• [DIRECTIONS FOR THIS TASK]: Please rewrite the records below, substituting "central point" for every occurrence of "innermost point" and keeping everything else the same.

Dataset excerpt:
---------------
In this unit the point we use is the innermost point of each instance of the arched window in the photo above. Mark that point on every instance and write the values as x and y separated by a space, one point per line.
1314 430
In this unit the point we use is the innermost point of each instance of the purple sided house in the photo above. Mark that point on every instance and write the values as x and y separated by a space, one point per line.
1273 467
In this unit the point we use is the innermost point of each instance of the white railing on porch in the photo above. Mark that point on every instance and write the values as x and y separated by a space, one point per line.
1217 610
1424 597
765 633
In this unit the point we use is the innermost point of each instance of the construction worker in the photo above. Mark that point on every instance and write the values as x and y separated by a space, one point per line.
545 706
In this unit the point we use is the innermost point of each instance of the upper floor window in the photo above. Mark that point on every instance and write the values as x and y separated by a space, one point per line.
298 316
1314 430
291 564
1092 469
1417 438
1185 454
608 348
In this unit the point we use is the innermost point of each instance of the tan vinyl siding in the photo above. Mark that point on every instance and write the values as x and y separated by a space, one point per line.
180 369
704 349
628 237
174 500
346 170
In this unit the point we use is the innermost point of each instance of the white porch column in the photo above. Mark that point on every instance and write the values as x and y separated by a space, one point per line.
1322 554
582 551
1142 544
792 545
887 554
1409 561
---------------
• [RESPONSE]:
In this unit the point we use is the central point of each instance of the arched window in the photo above. Mark that point on every instance and write the values as x and y separated by a space, one point per line.
1314 430
In this unit the point we use is the central point of each instance of the purple sided house in the photo above. Mark that point on every instance and write the values as x and y separated by a space, one point per line.
1273 467
In this unit the point we use is the central point of each instance of the white railing on porch in the photo above. Mark that point on every instance and write the values as x and y separated by a space, one point per line.
1217 610
1424 597
765 633
In this unit the point we use is the central point of each instance of the construction worker in the photo above. Mark that point on every instance and write the values as x and y separated by a space, one point per line.
545 706
In this unit the point we use is the central point of each instance of the upper floor window in the photo above. Mark that point on every instance and write the values as x and y separated by a space, one point per line.
298 316
1314 430
291 564
1092 469
1417 438
1185 454
608 348
In this unit the point we use is the central point of each instance of the tan vinyl siding in the photo above. Mark that point on every instance and write the values as x and y separated by a space, one point per line.
180 369
704 349
628 237
174 500
346 170
In this unit the point we use is the central point of each instance of the white porch column in the photo above. Mark that point on every instance and write the values as x and y separated by a space, one point per line.
1322 554
582 551
1142 544
792 545
887 554
1409 561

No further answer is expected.